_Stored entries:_
-----

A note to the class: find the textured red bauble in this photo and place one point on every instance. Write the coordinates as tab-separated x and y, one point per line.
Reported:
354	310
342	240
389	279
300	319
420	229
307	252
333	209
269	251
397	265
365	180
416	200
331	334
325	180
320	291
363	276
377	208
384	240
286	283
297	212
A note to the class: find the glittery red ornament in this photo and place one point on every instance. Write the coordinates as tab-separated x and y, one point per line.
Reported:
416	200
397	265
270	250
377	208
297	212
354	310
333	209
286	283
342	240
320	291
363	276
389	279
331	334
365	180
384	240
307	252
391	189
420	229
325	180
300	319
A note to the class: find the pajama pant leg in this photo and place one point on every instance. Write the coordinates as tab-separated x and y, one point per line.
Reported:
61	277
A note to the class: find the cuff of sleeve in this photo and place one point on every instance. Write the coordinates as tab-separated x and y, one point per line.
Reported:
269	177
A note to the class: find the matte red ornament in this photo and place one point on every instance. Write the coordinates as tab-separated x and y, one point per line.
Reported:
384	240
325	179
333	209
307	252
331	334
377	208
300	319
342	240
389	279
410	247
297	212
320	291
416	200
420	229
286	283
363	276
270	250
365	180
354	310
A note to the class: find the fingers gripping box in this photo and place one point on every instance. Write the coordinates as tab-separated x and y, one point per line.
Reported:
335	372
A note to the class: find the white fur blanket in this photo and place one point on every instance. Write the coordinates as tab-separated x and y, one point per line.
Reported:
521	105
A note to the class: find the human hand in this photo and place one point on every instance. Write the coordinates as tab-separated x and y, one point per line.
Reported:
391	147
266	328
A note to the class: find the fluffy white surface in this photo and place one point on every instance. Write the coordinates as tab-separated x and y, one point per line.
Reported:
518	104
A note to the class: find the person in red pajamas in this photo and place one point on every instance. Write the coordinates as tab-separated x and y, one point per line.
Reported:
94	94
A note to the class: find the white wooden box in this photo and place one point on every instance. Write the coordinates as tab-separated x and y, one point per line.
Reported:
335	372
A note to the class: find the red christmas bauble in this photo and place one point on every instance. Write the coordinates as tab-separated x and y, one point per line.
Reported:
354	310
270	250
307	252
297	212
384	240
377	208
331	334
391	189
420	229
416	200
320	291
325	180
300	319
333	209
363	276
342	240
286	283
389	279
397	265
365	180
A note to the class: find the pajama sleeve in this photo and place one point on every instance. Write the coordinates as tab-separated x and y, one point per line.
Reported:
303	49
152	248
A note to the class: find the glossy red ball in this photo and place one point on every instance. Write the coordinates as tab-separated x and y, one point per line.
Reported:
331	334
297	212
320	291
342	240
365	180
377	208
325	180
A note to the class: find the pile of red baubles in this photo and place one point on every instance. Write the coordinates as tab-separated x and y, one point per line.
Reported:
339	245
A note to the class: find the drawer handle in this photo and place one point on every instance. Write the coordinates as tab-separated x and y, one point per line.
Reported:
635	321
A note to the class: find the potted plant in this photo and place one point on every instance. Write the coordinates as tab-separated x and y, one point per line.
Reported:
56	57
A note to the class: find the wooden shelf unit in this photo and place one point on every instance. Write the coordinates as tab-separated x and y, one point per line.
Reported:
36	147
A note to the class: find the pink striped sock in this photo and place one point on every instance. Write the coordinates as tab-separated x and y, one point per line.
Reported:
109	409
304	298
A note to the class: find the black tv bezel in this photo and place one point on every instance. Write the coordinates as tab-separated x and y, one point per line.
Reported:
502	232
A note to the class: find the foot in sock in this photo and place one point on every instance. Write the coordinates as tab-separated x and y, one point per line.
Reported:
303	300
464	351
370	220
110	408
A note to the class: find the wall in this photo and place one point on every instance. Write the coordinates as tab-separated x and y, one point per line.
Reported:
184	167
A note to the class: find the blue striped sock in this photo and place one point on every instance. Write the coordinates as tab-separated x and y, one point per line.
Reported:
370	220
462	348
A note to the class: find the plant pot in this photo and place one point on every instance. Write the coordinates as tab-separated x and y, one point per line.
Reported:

-----

_PROMPT:_ Reproduce every one of the records above without any change.

_FINISHED EXERCISE:_
A note to the class: find the textured red bauble in this photo and place one point on every instance. Write the coordinates as tab-separated x and y, one point per line.
Reported:
354	310
342	240
389	279
300	319
420	229
307	252
333	209
269	251
397	265
365	180
416	200
331	334
325	180
320	291
363	276
377	208
384	240
286	283
297	212
A note to the class: find the glittery red ornament in this photo and place one point on every instance. Write the coordinates as tab-separated x and y, one point per line.
Reported:
416	200
397	265
270	250
377	208
297	212
354	310
333	209
286	283
342	240
320	291
363	276
389	279
331	334
365	180
384	240
307	252
391	189
420	229
325	180
300	319
A note to the class: find the pajama pant leg in this photo and place one point on every instance. Write the coordinates as tab-separated x and y, one point per line.
Reported:
61	277
A note to the class: find the cuff of sleeve in this photo and place one point on every instance. Write the coordinates as tab-separated x and y, one point per line.
Reported:
269	177
A note to the class: find the matte red ornament in this photo and place one point on every instance. Write the coordinates as tab-separated x and y, one point per line.
Reported:
384	240
325	179
333	209
307	252
331	334
377	208
300	319
342	240
389	279
410	247
297	212
320	291
416	200
420	229
286	283
363	276
270	250
365	180
354	310
A note to the class: find the fingers gripping box in this photo and place one point on every instance. Write the coordinates as tab-separated x and y, one point per line.
Reported:
335	372
A note to the class: find the white fur blanket in this photo and place one point on every instance. Write the coordinates as tab-separated x and y, one point per line.
Reported:
521	105
A note to the class: find the human hand in this photo and place one point on every instance. Write the coordinates as tab-separated x and y, one point per line.
Reported:
391	147
266	328
A note to the class: find the fluffy white surface in this photo and place one point on every instance. Write the coordinates as tab-separated x and y, one point per line.
Reported:
518	104
A note to the class: find the person in red pajamas in this photo and place one point on every instance. Write the coordinates as tab-separated x and y, one point per line.
Reported:
94	94
A note to the class: find the white wooden box in this photo and place one point on every instance. Write the coordinates as tab-separated x and y, one point per line.
Reported:
335	372
A note to the class: find the red christmas bauble in this photo and place one point on every instance. Write the coordinates as tab-separated x and y, one point per line.
Reported:
354	310
270	250
307	252
297	212
384	240
377	208
331	334
391	189
420	229
416	200
320	291
325	180
300	319
333	209
363	276
342	240
286	283
389	279
397	265
365	180
A note to the class: find the pajama sleeve in this photo and place one point on every instance. Write the coordinates as tab-separated x and y, one point per line.
Reported:
303	49
152	248
A note to the class: find the glossy red ball in this photo and place one point on every instance. Write the coordinates as tab-separated x and y, one point per line.
Reported:
331	334
297	212
320	291
342	240
365	180
377	208
325	180
A note to the class: find the pile of red baubles in this photo and place one point on every instance. Write the coordinates as tab-separated x and y, one point per line.
Reported:
339	245
A note to the class: find the drawer handle in this photo and place one point on every instance. Write the coordinates as tab-separated x and y, one point per line.
Reported:
635	321
A note to the class: find the potted plant in this photo and place one point on every instance. Write the coordinates as tab-separated x and y, one point per line.
Reported:
56	57
A note to the class: find the wooden shelf unit in this photo and place one point on every instance. Write the coordinates as tab-separated x and y, one point per line.
Reported:
36	147
A note to the class: find the pink striped sock in this photo and place one point on every instance. Write the coordinates as tab-separated x and y, one point per line.
Reported:
109	409
304	298
A note to the class: find the black tv bezel in this photo and place one point on every instance. Write the coordinates as tab-separated x and y, one point per line.
Reported:
502	232
A note to the class: find the foot in sock in this photo and place one point on every instance. Write the coordinates as tab-separated x and y, one point per line.
Reported:
303	300
464	351
370	220
110	408
A note to the class: find the wall in this photo and place one point on every instance. Write the coordinates as tab-separated x and y, one point per line.
Reported:
184	167
A note to the class: find the blue striped sock in this photo and place one point on every instance. Write the coordinates as tab-separated x and y, one point per line.
Reported:
370	220
462	348
A note to the class: find the plant pot in this photo and place one point on every instance. Write the coordinates as tab-separated x and y, one point per line.
Reported:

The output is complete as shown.